» **READING PASSAGE**:

**********

A Time to Mourn.
Three deaths on the streets in Sheffield in ten days. Immediately, questions were being asked about accommodation and the impact of the weather. While these questions were asked a group of us sat on a call together remembering those who had died. We told stories and lamented their deaths and the lives they had ended up living.
All of us knew the two women. They died seven days a part, one in a stairwell, the other behind a high street store. It would have been upsetting for those who discovered them. We didn’t know the man. We aren’t sure who does know him or whether he was from Sheffield. But he would have been somebody’s son, maybe a brother or a dad or uncle. The headlines will speak of him as a homeless death but let’s cling to our humanity just a little longer and think of him as a someone.
One of the two women could praise and criticise in a single breath. We were doing a sleep out by the Cathedral once and she came to tell me that we, The Archer Project, did nothing for her. Whenever she asked for something, she claimed, we deliberately said “no”. I knew this wasn’t true but listened to her, nevertheless. One of the people who had joined the Sleep Out to raise money said, “Oh, are you homeless?”. Immediately she answered, “Yes, and these are fantastic – if you’re raising money raise loads, they need it! They’re wonderful.” She could be exasperating or encouraging. Nobody wants that lifestyle - caught in a never-ending cycle of alcohol consumption and the grind of street life.

**********

» **INSTRUCTIONS TO FOLLOW**: Rewrite the stretch of the mourning piece from "Three deaths on" through "ended up living.", putting "mourned" in place of "lamented".

Data extracted from a collection
**********

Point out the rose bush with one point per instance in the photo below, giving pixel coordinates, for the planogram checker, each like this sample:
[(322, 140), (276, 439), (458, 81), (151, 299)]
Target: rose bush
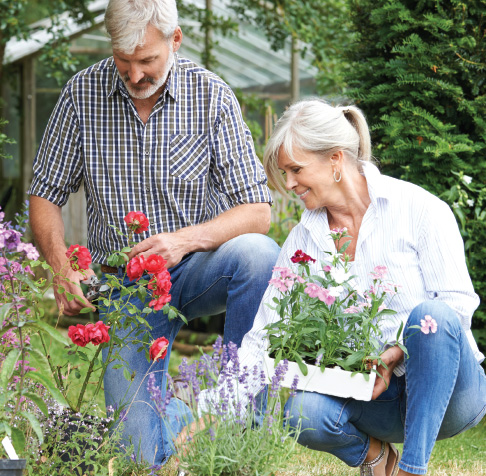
[(69, 377)]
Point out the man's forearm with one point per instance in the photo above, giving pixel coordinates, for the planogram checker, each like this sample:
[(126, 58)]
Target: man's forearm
[(48, 229)]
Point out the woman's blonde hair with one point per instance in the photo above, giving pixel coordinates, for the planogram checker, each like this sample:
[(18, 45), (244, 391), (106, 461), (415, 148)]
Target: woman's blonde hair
[(126, 21), (313, 125)]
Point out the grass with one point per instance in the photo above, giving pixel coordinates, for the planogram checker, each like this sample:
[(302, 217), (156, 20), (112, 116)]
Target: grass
[(463, 455)]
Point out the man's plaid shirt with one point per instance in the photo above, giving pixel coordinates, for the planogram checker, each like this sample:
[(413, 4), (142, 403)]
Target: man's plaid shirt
[(193, 159)]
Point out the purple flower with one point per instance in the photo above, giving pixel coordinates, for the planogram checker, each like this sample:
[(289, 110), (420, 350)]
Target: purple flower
[(295, 382), (29, 249), (9, 239)]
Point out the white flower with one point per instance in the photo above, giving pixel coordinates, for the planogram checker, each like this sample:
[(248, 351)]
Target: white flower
[(336, 291), (339, 275)]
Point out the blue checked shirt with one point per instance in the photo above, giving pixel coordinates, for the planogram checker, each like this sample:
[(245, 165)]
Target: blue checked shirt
[(191, 161)]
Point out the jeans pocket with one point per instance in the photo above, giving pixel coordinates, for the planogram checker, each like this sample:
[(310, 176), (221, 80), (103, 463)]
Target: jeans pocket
[(473, 422)]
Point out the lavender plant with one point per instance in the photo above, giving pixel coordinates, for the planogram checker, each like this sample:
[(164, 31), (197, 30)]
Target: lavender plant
[(233, 440), (324, 321)]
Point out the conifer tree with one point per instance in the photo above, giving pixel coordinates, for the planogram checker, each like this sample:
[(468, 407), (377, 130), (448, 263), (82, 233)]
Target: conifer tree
[(419, 74)]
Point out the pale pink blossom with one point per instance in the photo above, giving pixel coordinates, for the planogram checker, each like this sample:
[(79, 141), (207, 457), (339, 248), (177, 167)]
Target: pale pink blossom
[(278, 283), (379, 272), (312, 290), (352, 310), (428, 324)]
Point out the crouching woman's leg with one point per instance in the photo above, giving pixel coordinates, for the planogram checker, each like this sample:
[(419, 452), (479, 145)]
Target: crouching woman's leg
[(446, 386), (324, 423)]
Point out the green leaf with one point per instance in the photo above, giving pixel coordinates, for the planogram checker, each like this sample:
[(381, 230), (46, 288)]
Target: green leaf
[(8, 367), (39, 361), (4, 311), (51, 331), (58, 396), (18, 440), (38, 401), (127, 374), (26, 280), (34, 423), (303, 368)]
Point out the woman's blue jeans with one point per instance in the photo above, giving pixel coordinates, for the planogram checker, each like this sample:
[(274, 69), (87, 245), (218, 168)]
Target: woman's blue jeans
[(443, 393), (232, 278)]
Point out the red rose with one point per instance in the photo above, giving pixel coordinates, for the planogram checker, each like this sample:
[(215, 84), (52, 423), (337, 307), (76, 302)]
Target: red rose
[(79, 257), (136, 267), (160, 302), (155, 264), (79, 335), (98, 333), (137, 222), (160, 283), (301, 257), (158, 349)]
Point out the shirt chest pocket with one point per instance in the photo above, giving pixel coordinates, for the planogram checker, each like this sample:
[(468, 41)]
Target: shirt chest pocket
[(189, 156)]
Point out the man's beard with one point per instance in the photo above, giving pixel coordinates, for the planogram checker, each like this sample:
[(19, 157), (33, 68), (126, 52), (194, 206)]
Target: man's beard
[(155, 84)]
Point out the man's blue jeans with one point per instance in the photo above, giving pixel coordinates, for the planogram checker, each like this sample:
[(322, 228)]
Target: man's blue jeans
[(232, 278), (443, 393)]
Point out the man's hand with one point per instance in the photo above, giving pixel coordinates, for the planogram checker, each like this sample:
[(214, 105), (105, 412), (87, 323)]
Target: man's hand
[(392, 357), (171, 246), (70, 280)]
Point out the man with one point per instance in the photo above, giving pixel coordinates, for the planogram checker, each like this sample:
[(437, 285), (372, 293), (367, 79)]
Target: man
[(149, 131)]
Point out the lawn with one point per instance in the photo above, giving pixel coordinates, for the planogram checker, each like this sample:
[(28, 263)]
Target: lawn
[(464, 455)]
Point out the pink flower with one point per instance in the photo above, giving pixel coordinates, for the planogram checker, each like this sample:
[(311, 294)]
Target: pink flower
[(352, 310), (428, 325), (136, 267), (283, 285), (155, 264), (158, 348), (98, 333), (379, 272), (301, 257), (29, 250), (312, 290), (79, 257), (79, 335), (137, 222)]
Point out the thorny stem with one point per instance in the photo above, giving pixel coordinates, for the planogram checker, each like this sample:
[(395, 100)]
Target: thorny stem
[(86, 379), (22, 350)]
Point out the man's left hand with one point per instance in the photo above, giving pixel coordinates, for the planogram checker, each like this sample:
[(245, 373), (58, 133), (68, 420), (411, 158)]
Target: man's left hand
[(171, 246), (392, 357)]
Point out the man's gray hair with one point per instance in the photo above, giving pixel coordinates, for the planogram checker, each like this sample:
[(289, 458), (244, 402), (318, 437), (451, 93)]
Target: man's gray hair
[(126, 21), (313, 125)]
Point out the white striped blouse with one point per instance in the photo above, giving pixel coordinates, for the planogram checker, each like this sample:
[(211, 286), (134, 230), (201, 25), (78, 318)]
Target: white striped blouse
[(405, 228)]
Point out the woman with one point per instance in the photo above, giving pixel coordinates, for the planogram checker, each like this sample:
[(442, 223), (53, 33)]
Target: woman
[(324, 153)]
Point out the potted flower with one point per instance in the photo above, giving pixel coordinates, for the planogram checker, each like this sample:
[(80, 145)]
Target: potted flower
[(31, 377), (328, 330)]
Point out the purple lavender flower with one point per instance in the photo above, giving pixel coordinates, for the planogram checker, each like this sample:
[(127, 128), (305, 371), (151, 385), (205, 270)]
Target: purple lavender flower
[(9, 239), (278, 377), (29, 249), (293, 388)]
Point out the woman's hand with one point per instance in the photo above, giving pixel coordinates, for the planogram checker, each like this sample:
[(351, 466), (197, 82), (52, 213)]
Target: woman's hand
[(391, 357)]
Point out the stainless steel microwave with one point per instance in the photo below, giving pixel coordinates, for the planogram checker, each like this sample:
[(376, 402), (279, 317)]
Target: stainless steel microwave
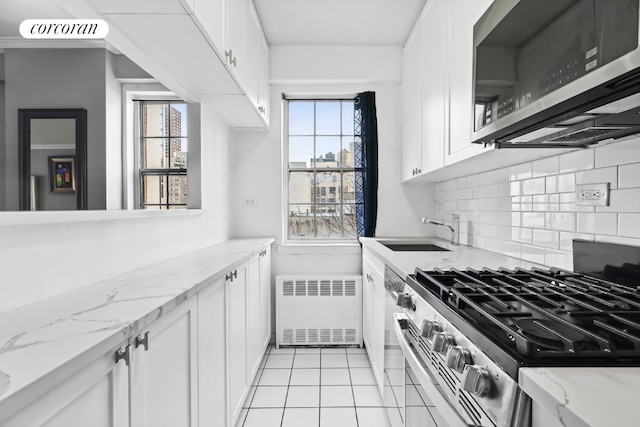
[(556, 73)]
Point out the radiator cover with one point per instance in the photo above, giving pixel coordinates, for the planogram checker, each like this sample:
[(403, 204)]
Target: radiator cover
[(318, 310)]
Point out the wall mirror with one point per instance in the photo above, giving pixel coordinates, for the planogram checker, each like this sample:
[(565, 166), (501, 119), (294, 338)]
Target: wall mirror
[(52, 146)]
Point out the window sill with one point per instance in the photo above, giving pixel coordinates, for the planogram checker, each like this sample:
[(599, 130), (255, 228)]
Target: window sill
[(319, 248)]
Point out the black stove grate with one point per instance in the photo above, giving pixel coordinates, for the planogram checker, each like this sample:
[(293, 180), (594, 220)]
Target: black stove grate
[(544, 317)]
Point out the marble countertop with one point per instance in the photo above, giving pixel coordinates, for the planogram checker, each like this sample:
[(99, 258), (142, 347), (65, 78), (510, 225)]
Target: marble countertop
[(574, 397), (52, 339)]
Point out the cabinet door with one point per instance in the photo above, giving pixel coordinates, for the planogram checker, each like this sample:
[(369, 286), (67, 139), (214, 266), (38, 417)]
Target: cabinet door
[(411, 106), (460, 73), (265, 298), (237, 340), (96, 395), (210, 13), (163, 375), (434, 52), (212, 384)]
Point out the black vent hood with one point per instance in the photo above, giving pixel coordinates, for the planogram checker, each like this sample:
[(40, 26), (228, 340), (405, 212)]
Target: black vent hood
[(566, 76)]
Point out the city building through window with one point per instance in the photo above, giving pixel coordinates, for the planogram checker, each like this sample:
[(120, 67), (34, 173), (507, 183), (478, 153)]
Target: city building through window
[(322, 178), (163, 155)]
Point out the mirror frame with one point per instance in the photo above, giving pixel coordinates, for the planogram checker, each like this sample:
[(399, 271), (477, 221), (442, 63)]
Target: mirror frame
[(24, 151)]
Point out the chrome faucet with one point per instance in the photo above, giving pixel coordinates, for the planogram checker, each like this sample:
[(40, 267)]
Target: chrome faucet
[(455, 227)]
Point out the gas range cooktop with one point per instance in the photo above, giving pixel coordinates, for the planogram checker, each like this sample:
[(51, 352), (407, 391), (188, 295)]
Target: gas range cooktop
[(543, 317)]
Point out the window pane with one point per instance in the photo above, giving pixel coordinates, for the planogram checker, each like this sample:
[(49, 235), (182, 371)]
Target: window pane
[(300, 187), (301, 117), (178, 153), (301, 221), (300, 151), (327, 151), (178, 119), (154, 120), (327, 118), (154, 189), (178, 189), (347, 118), (154, 153)]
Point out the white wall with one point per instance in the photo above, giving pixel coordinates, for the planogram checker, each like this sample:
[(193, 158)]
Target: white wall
[(529, 211), (257, 157)]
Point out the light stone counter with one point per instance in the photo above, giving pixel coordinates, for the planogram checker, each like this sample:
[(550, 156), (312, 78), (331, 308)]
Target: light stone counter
[(568, 397), (50, 340)]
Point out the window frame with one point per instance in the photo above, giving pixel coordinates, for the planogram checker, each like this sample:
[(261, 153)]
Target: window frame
[(337, 179)]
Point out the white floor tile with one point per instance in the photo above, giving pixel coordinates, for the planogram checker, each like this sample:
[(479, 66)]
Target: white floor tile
[(332, 350), (298, 417), (275, 377), (372, 417), (306, 361), (247, 401), (269, 397), (334, 417), (333, 360), (337, 376), (362, 376), (264, 417), (367, 395), (279, 361), (303, 397), (336, 395), (241, 417), (305, 377), (358, 361)]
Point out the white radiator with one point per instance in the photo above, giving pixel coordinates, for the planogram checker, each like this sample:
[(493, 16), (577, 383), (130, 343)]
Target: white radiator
[(318, 310)]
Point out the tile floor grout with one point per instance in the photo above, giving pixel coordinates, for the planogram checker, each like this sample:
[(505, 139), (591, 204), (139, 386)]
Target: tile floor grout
[(357, 421)]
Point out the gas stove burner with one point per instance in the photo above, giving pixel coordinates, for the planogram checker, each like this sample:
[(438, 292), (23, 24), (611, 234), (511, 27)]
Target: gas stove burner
[(549, 334)]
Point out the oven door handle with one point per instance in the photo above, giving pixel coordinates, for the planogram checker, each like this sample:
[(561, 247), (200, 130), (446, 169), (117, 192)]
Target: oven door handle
[(426, 380)]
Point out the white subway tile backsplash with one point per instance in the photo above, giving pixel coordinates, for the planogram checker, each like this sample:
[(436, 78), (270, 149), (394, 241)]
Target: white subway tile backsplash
[(566, 239), (577, 160), (566, 182), (546, 239), (533, 219), (549, 166), (597, 223), (629, 175), (521, 171), (595, 176), (564, 221), (619, 153), (629, 225), (530, 210), (533, 186)]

**********

» **ANSWER TO THE PROBLEM**:
Three deaths on the streets in Sheffield in ten days. Immediately, questions were being asked about accommodation and the impact of the weather. While these questions were asked a group of us sat on a call together remembering those who had died. We told stories and mourned their deaths and the lives they had ended up living.